─── Supplied material ───
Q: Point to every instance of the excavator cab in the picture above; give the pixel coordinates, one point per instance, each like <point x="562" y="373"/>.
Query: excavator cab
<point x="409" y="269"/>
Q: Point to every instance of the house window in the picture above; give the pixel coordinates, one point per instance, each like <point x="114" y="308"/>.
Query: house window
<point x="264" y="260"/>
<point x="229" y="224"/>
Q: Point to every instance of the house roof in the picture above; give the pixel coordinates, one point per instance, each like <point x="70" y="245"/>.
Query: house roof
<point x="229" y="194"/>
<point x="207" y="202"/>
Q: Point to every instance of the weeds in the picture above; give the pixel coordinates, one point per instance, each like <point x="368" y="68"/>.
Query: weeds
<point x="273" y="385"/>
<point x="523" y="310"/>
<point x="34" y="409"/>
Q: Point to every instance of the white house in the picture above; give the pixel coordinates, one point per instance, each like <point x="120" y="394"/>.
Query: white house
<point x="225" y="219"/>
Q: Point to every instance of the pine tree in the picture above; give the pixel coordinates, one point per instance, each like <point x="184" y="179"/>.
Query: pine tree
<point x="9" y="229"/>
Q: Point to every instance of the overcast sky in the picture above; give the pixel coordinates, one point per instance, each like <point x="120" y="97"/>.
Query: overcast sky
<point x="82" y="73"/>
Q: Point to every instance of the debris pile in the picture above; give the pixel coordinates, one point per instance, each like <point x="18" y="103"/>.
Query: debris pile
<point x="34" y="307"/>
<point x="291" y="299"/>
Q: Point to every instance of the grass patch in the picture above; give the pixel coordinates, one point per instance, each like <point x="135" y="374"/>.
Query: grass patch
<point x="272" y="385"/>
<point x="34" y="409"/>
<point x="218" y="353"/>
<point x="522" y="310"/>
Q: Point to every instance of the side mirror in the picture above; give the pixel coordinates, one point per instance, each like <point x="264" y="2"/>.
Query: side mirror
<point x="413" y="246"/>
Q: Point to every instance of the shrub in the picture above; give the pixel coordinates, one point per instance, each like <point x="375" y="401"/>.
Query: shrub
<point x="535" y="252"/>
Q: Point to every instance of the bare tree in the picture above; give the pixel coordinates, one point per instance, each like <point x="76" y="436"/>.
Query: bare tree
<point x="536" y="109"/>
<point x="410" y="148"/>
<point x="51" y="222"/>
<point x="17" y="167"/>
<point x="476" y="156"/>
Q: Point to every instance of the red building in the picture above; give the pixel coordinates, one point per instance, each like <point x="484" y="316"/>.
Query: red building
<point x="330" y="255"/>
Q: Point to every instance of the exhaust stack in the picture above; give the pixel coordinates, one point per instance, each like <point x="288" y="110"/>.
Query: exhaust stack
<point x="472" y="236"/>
───
#### Goal
Your task is to output exactly the lines running from the one with "Q: Point to every instance of the overcast" through the final line of the material above, with both ends included.

#### The response
Q: Point to every instance of the overcast sky in the picture above; give the pixel coordinates, one point per instance, each like <point x="120" y="97"/>.
Query: overcast sky
<point x="82" y="73"/>
Q: Point to every instance of the debris pile in the picture above; give the pixel coordinates, one point per instance, each like <point x="18" y="103"/>.
Query: debris pile
<point x="34" y="307"/>
<point x="291" y="299"/>
Q: Point to every instance of the grass patch in the picture above; give the pixel coordinates, one point per instance, each like <point x="135" y="374"/>.
Query: grass patch
<point x="272" y="385"/>
<point x="34" y="409"/>
<point x="218" y="353"/>
<point x="522" y="310"/>
Q: Point to every instance of the side mirror in the picture above; give the pixel coordinates, one point per instance, each like <point x="264" y="2"/>.
Query: side mirror
<point x="413" y="246"/>
Q: Point to every instance of the shrub in the picture above; give the pixel coordinates, one point per instance, each like <point x="375" y="401"/>.
Query: shrub
<point x="535" y="252"/>
Q: Point to every instance of the bare tree in the picture above; give the pixel coordinates, one point per instance, each like <point x="76" y="436"/>.
Query: bare tree
<point x="536" y="109"/>
<point x="410" y="148"/>
<point x="51" y="222"/>
<point x="17" y="167"/>
<point x="476" y="156"/>
Q: Point to every instance of the red building in the picture above; give the pixel coordinates, one point per instance, each like <point x="484" y="316"/>.
Query: red building
<point x="330" y="255"/>
Q: Point to every instance of the exhaust stack in the picture above; give the pixel coordinates, one point per instance, each like <point x="288" y="110"/>.
Query: exhaust stack
<point x="472" y="236"/>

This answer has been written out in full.